Start of Provided data

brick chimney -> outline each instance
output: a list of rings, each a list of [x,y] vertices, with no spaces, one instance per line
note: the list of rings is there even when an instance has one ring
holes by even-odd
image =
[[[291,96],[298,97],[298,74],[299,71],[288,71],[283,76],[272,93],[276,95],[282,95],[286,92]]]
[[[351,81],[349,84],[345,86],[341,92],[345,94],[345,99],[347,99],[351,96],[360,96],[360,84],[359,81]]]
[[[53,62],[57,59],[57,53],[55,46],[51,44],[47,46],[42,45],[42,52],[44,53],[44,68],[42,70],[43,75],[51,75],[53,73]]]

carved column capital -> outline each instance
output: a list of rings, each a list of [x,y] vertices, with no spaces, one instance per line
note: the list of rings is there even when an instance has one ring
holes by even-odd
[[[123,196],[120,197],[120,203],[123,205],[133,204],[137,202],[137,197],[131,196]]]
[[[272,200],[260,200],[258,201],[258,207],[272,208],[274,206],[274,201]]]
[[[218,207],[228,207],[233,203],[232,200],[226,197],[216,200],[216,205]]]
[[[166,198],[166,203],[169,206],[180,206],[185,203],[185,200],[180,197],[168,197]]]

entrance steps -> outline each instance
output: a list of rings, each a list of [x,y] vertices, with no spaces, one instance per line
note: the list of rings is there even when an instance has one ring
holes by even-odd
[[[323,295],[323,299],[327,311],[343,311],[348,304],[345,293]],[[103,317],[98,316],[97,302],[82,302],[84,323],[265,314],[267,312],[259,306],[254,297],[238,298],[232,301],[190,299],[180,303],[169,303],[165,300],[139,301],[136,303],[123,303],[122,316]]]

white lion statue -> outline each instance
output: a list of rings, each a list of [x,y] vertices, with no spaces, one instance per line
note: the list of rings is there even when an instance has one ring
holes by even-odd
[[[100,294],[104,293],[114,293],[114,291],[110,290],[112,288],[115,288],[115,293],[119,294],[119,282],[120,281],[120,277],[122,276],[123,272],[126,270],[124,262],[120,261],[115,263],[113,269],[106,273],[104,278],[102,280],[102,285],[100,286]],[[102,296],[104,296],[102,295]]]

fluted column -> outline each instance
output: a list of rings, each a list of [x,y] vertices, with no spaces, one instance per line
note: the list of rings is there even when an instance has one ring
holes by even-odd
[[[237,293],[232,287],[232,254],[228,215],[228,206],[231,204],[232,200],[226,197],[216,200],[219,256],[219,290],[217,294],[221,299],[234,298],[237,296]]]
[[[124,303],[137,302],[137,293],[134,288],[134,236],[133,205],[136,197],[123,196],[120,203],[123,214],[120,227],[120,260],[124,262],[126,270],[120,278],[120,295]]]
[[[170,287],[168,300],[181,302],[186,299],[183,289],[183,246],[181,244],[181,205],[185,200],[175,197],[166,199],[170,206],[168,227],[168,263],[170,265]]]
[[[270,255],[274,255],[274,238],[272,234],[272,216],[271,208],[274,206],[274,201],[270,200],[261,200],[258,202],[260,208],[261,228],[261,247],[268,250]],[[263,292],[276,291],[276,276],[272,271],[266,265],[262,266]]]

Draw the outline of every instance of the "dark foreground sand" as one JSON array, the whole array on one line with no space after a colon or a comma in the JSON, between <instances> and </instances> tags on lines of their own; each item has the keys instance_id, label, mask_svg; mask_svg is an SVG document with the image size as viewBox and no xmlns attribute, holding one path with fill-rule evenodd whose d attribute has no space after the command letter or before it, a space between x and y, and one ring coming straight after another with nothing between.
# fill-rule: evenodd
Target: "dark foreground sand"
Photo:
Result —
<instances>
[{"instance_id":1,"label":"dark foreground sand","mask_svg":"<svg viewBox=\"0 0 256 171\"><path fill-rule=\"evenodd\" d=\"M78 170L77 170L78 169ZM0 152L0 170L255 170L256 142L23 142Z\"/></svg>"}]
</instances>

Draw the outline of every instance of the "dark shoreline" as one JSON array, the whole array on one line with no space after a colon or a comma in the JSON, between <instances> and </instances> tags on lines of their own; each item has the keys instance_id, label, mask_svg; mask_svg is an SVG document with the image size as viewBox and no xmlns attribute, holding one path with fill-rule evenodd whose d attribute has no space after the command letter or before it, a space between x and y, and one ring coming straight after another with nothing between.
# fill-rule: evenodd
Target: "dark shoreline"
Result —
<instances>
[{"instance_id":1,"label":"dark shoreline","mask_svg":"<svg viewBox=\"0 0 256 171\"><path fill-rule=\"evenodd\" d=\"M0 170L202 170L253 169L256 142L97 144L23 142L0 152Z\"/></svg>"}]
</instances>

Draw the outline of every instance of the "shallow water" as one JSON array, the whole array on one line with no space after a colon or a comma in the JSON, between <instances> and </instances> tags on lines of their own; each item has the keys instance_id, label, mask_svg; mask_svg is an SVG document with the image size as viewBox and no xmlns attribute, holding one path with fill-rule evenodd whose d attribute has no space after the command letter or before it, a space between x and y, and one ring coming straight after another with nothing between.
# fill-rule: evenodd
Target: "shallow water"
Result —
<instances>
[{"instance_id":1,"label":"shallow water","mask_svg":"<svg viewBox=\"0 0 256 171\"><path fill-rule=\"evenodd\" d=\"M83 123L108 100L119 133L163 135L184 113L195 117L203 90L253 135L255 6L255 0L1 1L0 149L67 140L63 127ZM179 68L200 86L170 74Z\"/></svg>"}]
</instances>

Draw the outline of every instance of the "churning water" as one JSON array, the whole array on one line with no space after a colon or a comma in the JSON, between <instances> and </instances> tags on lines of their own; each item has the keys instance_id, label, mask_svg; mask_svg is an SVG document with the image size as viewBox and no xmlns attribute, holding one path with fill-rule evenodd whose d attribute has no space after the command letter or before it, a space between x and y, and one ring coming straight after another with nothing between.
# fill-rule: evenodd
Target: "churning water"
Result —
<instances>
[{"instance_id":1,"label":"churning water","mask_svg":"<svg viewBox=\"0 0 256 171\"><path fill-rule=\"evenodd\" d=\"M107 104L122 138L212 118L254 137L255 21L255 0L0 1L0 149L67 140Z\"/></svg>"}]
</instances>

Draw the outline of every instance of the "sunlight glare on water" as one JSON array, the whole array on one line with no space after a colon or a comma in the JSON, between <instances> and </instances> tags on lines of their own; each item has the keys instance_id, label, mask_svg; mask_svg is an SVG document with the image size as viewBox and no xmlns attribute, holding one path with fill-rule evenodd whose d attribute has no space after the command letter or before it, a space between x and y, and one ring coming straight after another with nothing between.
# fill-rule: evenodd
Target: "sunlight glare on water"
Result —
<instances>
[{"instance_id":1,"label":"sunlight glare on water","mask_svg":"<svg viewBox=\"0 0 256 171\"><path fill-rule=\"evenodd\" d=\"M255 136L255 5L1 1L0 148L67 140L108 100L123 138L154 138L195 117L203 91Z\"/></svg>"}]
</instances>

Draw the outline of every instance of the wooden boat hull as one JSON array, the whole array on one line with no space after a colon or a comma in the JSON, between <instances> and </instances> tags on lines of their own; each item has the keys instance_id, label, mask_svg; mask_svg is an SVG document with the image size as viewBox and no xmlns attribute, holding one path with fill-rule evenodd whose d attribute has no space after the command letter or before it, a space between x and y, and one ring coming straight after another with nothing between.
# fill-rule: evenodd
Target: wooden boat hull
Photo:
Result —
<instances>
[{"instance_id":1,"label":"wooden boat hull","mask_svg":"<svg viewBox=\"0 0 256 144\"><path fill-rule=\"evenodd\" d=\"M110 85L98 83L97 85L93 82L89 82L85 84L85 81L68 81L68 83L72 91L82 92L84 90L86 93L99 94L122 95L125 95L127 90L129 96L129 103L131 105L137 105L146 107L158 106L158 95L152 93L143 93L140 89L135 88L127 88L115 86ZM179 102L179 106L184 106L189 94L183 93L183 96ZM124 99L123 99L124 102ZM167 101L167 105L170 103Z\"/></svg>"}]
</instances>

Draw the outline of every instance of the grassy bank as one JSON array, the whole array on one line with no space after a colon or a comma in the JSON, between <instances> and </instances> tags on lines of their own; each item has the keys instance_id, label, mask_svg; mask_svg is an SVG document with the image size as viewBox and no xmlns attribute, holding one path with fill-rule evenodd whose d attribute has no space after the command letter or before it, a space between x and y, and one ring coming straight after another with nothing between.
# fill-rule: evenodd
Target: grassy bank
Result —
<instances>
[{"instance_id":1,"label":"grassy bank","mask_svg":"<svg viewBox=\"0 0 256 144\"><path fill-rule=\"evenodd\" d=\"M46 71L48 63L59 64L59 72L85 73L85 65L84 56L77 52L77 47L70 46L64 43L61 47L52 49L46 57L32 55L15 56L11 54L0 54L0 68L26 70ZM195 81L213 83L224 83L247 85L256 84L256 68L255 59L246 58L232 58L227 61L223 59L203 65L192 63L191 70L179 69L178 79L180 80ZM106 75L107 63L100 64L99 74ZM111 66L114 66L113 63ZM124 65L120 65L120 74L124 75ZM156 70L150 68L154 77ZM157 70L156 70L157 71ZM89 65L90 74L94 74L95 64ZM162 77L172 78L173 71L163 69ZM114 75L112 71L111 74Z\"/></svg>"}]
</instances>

End of Provided data

Filter the material above down to the lines containing the word "Target", and copy each of those lines. Treat uppercase and lowercase as different, so the match is case-sensitive.

* Answer to the problem:
Target: "dark foreground sand"
Target: "dark shoreline"
Target: "shallow water"
Target: "churning water"
Target: "sunlight glare on water"
Target: wooden boat hull
Target: grassy bank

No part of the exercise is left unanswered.